▶ **Task statement**
Copy out all of the records. Keep every word exact.
**** Input records
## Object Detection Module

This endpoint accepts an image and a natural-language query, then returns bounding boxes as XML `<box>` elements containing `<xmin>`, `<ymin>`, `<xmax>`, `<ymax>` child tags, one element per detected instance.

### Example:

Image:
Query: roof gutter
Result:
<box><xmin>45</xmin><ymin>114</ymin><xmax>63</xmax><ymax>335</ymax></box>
********
▶ **Answer to this problem**
## Object Detection Module

This endpoint accepts an image and a natural-language query, then returns bounding boxes as XML `<box>` elements containing `<xmin>`, `<ymin>`, `<xmax>`, `<ymax>` child tags, one element per detected instance.

### Example:

Image:
Query: roof gutter
Result:
<box><xmin>45</xmin><ymin>114</ymin><xmax>63</xmax><ymax>335</ymax></box>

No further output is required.